WRITTEN EXERCISE 1:
According to the source passage on post-Soviet de facto states, what overall population did their network count in 2020?
---------- SOURCE PASSAGE
The USSR's dissolution resulted in the creation of not only fifteen recognized states but also of four non-recognized statelets: Nagorno-Karabakh, South Ossetia, Abkhazia, and Transnistria. Their polities comprise networks with state-like elements. Since the early 1990s, the four pseudo-states have been continously dependent on their sponsor countries (Russia, Armenia), and contesting the territorial integrity of their parental nation-states Azerbaijan, Georgia, and Moldova. In 2014, the outburst of Russia-backed separatism in Eastern Ukraine led to the creation of two more para-states, the Donetsk People's Republic (DNR) and the Luhansk People's Republic (LNR), whose leaders used the experience of older de facto states. In 2020, this growing network of de facto states counted an overall population of more than 4 million people. The essays collected in this volume address such questions as: How do post-Soviet de facto states survive and continue to grow? Is there anything specific about the political ecology of Eastern Europe that provides secessionism with the possibility to launch state-making processes in spite of international sanctions and counteractions of their parental states? How do secessionist movements become embedded in wider networks of separatism in Eastern and Western Europe? What is the impact of secessionism and war on the parental states? The contributors are Jan Claas Behrends, Petra Colmorgen, Bruno Coppieters, Nataliia Kasianenko, Alice Lackner, Mikhail Minakov, and Gwendolyn Sasse.
--------------------
---------- MATERIAL FOR THIS TASK
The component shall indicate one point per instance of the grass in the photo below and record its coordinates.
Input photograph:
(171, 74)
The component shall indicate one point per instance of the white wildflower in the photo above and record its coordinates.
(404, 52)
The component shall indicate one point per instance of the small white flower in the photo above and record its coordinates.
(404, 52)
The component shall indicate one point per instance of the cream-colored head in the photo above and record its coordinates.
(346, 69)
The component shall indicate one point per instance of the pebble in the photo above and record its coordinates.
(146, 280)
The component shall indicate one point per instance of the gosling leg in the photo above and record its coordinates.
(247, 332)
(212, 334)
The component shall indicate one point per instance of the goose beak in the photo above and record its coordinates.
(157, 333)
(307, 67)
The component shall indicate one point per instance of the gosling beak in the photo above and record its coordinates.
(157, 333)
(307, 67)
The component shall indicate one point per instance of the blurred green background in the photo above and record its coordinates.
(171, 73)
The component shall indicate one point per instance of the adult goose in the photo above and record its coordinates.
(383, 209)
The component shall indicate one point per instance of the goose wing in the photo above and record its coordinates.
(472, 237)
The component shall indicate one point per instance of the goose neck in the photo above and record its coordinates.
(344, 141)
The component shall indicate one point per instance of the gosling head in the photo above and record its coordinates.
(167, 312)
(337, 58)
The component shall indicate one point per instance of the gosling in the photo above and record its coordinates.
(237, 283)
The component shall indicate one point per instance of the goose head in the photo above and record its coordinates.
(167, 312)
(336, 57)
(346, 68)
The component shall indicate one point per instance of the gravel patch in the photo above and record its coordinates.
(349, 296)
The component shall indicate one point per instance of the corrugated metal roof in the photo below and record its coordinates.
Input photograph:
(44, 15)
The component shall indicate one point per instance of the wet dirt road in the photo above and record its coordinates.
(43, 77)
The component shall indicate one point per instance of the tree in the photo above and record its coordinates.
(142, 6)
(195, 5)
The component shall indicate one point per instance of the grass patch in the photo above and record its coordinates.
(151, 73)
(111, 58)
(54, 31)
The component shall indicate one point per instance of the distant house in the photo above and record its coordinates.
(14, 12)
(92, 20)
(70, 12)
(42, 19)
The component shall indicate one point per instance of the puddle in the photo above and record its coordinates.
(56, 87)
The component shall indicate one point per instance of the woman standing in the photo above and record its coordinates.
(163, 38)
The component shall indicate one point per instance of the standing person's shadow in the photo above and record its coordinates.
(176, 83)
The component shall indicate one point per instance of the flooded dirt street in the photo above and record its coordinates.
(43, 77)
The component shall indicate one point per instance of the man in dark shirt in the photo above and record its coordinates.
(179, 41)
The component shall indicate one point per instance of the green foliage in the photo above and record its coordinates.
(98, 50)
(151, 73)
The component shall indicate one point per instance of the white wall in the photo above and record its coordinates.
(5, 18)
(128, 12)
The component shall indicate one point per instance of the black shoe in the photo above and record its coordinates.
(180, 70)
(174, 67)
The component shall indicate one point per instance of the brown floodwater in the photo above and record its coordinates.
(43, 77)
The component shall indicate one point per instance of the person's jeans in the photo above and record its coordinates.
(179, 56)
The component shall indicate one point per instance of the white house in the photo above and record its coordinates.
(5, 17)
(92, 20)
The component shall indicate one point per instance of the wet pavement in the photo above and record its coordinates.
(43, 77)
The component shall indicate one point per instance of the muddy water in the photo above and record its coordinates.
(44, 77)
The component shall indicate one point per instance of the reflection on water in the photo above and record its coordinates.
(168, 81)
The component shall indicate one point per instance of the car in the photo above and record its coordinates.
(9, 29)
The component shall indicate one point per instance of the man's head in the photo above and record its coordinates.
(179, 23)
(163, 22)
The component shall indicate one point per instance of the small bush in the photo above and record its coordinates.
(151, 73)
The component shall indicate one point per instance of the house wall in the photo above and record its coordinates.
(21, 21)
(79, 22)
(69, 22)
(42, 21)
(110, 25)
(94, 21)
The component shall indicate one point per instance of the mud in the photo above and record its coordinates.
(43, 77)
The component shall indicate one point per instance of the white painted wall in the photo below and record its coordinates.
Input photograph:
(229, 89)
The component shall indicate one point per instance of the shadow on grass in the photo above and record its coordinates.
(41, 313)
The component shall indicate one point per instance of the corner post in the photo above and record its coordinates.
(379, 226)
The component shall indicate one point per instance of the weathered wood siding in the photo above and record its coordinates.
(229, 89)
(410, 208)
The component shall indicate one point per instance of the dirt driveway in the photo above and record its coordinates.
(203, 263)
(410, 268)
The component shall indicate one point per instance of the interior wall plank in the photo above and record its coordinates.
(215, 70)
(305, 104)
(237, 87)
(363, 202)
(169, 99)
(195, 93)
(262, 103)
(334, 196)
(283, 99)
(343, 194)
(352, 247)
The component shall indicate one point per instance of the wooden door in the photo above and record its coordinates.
--------------------
WRITTEN EXERCISE 2:
Rewrite the records from the line holding "of the shadow" through the end of the records, inclusive, substituting "module" for "component" and leaving everything else unchanged. Return only those lines.

TASK ANSWER 1:
More than 4 million people.

TASK ANSWER 2:
The module shall indicate one point per instance of the shadow on grass in the photo above and record its coordinates.
(41, 313)
The module shall indicate one point per instance of the corner post in the photo above and record its coordinates.
(379, 226)
The module shall indicate one point per instance of the weathered wood siding in the photo above and record its coordinates.
(229, 89)
(410, 208)
The module shall indicate one point per instance of the dirt driveway in the photo above and record its coordinates.
(203, 263)
(410, 268)
The module shall indicate one point per instance of the interior wall plank in the photo above and record its coordinates.
(215, 70)
(305, 104)
(237, 87)
(363, 202)
(169, 99)
(195, 93)
(262, 103)
(334, 196)
(283, 99)
(343, 194)
(352, 247)
The module shall indicate one point per instance of the wooden door in the photo above and record its coordinates.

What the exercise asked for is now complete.